--- Data supplied ---

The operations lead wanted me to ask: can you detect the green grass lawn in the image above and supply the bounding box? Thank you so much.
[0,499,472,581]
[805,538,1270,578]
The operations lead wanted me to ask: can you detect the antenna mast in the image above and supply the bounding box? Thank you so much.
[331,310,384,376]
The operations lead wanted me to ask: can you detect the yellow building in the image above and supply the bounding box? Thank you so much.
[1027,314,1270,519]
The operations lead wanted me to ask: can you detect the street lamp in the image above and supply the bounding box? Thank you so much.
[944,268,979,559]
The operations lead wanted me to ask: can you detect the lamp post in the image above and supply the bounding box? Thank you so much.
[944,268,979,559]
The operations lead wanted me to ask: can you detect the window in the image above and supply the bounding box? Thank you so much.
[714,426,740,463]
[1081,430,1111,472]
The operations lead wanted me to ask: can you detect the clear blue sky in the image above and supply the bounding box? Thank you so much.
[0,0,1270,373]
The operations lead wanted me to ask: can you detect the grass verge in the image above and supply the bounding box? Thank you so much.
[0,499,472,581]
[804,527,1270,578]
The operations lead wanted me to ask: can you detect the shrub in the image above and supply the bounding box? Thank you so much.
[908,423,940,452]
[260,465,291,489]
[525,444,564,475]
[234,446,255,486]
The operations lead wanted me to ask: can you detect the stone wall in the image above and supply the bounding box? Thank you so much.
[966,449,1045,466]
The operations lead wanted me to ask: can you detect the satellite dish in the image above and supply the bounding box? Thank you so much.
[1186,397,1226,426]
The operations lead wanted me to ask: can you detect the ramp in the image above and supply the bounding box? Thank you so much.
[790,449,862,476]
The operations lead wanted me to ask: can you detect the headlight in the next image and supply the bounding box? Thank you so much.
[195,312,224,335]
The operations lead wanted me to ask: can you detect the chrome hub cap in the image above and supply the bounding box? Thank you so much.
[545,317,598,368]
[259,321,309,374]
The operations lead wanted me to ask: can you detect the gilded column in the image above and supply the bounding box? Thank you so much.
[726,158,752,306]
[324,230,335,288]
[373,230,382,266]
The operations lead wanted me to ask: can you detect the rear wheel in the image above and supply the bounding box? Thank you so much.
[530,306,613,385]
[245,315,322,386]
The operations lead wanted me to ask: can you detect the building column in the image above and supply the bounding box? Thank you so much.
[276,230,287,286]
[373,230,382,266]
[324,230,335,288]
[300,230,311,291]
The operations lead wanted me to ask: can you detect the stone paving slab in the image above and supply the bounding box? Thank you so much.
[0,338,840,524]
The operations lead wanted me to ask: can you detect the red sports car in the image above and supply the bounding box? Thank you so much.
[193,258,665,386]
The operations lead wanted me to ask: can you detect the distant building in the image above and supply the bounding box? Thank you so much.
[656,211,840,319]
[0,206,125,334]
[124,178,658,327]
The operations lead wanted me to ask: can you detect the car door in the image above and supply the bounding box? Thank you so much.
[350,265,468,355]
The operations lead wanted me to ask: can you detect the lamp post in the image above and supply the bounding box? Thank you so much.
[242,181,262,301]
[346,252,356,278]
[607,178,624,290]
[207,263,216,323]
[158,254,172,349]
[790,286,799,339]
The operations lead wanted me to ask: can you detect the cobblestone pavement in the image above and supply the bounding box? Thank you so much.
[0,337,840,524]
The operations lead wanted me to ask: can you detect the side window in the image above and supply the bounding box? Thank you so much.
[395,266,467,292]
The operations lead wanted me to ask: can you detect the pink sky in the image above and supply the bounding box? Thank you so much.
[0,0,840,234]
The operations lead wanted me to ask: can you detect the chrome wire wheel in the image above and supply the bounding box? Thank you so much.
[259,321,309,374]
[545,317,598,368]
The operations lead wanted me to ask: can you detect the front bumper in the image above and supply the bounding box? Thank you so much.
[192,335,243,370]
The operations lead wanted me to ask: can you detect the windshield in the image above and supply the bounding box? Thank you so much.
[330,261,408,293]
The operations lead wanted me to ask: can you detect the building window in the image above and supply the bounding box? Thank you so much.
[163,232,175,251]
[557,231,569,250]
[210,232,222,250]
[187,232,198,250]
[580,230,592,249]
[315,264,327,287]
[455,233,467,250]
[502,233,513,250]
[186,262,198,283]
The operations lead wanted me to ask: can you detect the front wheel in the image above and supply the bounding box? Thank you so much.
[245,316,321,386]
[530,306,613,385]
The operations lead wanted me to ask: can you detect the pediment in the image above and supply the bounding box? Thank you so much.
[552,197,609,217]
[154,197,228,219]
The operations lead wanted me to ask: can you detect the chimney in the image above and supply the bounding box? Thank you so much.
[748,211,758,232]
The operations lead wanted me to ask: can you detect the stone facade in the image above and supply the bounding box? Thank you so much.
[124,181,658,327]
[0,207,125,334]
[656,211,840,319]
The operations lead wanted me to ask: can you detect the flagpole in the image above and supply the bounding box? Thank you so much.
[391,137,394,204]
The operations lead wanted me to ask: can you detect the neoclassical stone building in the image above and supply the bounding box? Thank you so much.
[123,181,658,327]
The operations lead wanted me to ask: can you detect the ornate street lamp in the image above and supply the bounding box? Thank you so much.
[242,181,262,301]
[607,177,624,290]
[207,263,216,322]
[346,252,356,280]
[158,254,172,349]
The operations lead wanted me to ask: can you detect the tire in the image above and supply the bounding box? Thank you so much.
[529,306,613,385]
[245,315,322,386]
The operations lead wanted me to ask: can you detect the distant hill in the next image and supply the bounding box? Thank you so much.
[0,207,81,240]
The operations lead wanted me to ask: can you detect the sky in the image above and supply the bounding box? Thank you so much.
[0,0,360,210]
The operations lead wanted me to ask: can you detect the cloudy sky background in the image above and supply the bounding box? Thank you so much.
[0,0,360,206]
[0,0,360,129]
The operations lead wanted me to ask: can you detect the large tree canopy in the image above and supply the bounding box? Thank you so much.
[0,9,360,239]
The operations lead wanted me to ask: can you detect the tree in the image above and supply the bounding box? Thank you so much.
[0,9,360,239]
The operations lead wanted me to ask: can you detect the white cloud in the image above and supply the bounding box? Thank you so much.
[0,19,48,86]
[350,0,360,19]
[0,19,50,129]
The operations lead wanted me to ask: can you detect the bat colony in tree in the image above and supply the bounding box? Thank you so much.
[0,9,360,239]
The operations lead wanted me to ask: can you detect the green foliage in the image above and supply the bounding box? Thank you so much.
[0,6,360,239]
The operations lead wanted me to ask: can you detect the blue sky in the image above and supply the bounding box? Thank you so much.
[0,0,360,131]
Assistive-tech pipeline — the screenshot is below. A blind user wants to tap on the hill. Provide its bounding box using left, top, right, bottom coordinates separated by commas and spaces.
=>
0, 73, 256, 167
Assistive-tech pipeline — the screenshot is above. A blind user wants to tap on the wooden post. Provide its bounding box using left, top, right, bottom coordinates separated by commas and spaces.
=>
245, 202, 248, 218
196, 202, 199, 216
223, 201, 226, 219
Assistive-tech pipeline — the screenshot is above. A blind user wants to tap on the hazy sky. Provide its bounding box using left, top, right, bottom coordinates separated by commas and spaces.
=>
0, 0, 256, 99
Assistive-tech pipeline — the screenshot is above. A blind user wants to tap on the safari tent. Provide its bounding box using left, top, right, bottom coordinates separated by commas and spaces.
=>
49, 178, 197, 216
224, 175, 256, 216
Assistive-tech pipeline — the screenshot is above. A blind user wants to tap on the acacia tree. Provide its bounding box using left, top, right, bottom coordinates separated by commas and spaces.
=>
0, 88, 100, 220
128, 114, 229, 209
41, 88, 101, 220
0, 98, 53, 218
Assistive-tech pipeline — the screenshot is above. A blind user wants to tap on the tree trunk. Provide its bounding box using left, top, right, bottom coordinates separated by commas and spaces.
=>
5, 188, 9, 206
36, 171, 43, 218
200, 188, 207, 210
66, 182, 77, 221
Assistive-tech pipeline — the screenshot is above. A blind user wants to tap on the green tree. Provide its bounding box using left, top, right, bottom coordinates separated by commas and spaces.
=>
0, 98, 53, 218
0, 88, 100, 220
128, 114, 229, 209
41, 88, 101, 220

---

Written problem: Can you put the entries from the line containing "the green foliage" through the line containing "[0,6,360,239]" into a JSON list of strings, one string per line with blank lines omitted?

Answer to the task:
[
  "The operations lead wanted me to ask: can you detect the green foliage in the image above and supply the bounding box? Thank you so much.",
  "[0,6,360,239]"
]